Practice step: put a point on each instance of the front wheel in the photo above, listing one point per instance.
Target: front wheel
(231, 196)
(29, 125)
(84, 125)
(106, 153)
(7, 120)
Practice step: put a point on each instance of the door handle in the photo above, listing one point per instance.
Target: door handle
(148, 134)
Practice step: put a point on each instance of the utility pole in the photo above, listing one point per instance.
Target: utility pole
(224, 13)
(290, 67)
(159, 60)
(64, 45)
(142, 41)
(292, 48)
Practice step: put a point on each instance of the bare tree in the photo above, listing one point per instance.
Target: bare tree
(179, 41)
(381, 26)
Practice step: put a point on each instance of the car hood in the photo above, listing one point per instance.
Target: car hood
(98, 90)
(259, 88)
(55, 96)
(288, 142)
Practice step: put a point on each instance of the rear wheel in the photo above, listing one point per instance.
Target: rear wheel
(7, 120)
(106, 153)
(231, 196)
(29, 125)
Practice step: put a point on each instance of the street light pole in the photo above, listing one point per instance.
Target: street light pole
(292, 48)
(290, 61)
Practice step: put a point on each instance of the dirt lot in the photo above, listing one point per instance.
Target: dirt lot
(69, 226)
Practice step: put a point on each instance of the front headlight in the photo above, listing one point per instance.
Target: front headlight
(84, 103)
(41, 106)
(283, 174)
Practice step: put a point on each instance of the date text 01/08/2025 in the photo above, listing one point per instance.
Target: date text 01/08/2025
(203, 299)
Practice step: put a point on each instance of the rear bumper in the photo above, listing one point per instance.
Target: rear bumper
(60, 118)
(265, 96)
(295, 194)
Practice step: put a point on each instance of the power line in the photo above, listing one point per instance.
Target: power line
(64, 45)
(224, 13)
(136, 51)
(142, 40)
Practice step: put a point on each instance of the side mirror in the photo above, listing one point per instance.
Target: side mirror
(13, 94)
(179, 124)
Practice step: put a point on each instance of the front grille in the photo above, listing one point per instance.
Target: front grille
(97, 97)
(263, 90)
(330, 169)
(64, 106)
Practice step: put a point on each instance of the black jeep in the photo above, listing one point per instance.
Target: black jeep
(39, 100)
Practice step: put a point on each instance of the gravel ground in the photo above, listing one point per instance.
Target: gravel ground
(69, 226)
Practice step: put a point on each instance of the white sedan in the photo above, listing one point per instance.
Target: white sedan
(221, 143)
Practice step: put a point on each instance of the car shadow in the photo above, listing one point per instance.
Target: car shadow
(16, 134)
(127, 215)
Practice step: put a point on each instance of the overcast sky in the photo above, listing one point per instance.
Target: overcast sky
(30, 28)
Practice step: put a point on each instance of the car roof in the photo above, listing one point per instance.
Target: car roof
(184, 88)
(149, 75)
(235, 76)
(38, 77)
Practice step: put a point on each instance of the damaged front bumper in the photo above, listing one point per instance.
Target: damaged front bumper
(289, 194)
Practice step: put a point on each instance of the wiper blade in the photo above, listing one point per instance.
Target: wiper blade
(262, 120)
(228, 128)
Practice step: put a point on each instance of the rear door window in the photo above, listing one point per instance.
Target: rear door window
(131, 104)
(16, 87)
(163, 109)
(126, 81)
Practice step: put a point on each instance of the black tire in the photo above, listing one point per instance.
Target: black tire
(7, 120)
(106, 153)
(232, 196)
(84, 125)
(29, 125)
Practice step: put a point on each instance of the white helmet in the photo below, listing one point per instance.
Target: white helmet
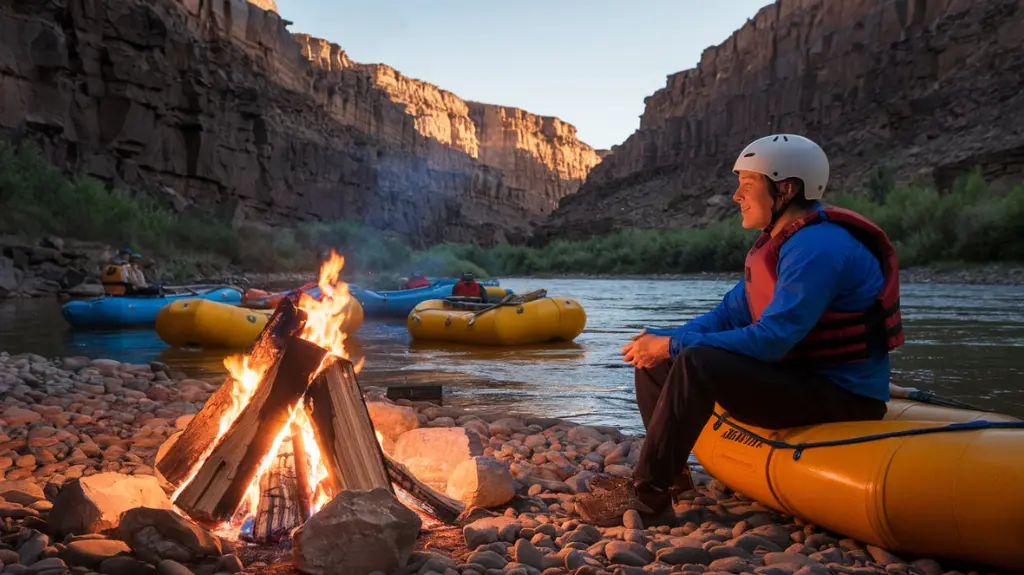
(787, 156)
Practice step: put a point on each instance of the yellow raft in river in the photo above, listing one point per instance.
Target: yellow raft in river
(519, 320)
(194, 323)
(898, 484)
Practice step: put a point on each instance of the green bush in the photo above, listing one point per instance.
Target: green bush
(970, 223)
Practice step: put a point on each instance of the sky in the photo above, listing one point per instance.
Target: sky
(590, 62)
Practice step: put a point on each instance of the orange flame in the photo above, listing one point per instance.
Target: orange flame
(325, 326)
(326, 317)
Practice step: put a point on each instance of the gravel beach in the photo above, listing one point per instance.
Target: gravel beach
(72, 429)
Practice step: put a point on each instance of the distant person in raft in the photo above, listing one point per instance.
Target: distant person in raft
(124, 276)
(803, 339)
(417, 279)
(468, 288)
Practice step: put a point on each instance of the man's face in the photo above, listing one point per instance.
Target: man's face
(754, 198)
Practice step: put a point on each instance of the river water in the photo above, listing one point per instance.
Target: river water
(965, 342)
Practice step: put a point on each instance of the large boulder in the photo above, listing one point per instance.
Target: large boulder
(357, 532)
(391, 421)
(163, 534)
(481, 482)
(433, 453)
(94, 503)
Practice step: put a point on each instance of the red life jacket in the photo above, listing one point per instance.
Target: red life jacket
(470, 290)
(838, 337)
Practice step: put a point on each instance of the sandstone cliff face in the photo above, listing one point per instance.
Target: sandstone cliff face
(929, 87)
(217, 104)
(541, 158)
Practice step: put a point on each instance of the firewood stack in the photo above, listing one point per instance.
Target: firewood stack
(259, 442)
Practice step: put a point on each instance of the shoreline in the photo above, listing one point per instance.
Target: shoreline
(67, 421)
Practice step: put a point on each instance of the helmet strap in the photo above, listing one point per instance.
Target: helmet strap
(776, 213)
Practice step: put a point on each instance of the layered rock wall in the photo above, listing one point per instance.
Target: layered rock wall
(217, 104)
(926, 88)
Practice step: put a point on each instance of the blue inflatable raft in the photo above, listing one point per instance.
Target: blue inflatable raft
(122, 311)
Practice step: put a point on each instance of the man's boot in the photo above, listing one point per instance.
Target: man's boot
(610, 497)
(683, 483)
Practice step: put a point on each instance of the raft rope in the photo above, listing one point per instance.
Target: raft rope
(800, 447)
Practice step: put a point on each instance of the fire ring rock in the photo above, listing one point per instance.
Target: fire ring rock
(357, 532)
(160, 534)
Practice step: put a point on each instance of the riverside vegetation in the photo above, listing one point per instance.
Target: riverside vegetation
(970, 224)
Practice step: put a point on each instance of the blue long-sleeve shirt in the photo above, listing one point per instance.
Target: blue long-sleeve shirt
(821, 267)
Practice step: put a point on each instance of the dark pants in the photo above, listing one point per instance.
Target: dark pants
(677, 397)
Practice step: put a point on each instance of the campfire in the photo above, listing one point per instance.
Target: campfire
(288, 431)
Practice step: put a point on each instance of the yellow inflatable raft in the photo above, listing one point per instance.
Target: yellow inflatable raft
(512, 323)
(899, 484)
(194, 323)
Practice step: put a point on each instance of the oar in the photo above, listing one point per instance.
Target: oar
(509, 299)
(931, 398)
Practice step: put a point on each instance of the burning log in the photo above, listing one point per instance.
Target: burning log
(296, 372)
(441, 506)
(218, 488)
(344, 431)
(346, 438)
(282, 505)
(199, 436)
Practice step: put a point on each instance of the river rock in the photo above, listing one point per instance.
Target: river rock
(94, 503)
(20, 491)
(90, 553)
(433, 453)
(481, 482)
(392, 421)
(157, 534)
(357, 532)
(17, 416)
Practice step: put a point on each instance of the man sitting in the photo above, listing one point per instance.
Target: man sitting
(124, 275)
(803, 339)
(468, 288)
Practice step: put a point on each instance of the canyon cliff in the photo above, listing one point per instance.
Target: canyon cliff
(921, 89)
(215, 104)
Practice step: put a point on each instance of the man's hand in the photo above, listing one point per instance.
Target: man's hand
(900, 392)
(646, 350)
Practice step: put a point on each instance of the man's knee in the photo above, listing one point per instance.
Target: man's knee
(654, 374)
(704, 358)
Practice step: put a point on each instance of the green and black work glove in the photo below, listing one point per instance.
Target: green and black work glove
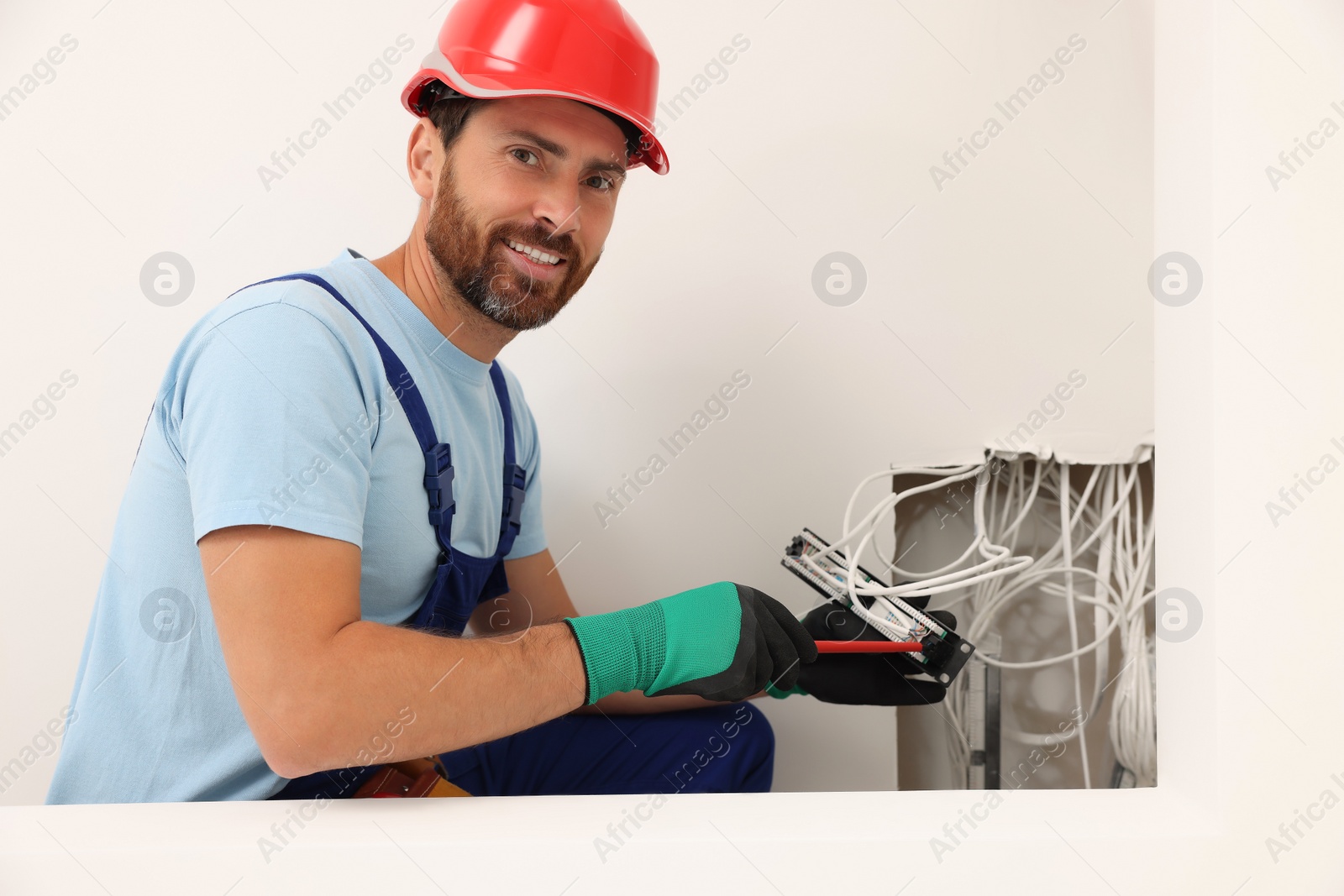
(866, 679)
(721, 641)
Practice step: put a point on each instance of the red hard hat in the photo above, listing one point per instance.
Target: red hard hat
(585, 50)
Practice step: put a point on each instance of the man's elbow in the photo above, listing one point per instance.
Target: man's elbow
(297, 735)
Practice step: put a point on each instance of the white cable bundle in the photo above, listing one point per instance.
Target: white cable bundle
(1104, 537)
(994, 560)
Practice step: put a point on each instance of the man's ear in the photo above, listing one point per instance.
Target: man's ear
(423, 157)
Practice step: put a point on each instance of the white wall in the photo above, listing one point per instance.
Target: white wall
(985, 295)
(1247, 396)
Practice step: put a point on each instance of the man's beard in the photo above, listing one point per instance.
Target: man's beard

——————

WHAT THE EXERCISE ASKS: The stretch to restate runs from the line above containing "Target: rear door window" through the line containing "the man's face". Copy it word for word, ends included, without pictures.

RESULT OF THE TASK:
Target: rear door window
(131, 104)
(16, 87)
(163, 109)
(126, 81)
Practice step: put a point on each instance of the black tire in the photo above, listing one point per instance.
Target: black tire
(7, 120)
(106, 153)
(232, 196)
(84, 125)
(29, 125)
Practice step: put a point on each instance of the white helmet in the photo below, listing one point per instance.
Target: white helmet
(787, 156)
Practice step: put a point on each instance of the yellow raft in river in the photo above, listing one point per instance.
Target: yellow raft in river
(519, 320)
(194, 323)
(898, 484)
Practice step: put a point on each instance of the green bush in the photo above, listing one point per instance.
Target: green bush
(970, 223)
Practice step: put a point on each instance of the sky in the photo above, listing one point per instance.
Target: sky
(590, 62)
Practice step: put a point on each instance of the orange flame in the photo above, listing one point per instance.
Target: orange flame
(325, 326)
(326, 317)
Practice step: put a point on each instance of the gravel beach in the photo above, listing one point per instance.
Target: gravel beach
(72, 429)
Practice step: put a point on each instance of the distant person in raft in the photo above, listing one point per instance.
Target: distant person in raft
(124, 276)
(803, 339)
(417, 279)
(468, 288)
Practice step: put a point on each instance of the man's face in the photo above, listing one point per instance.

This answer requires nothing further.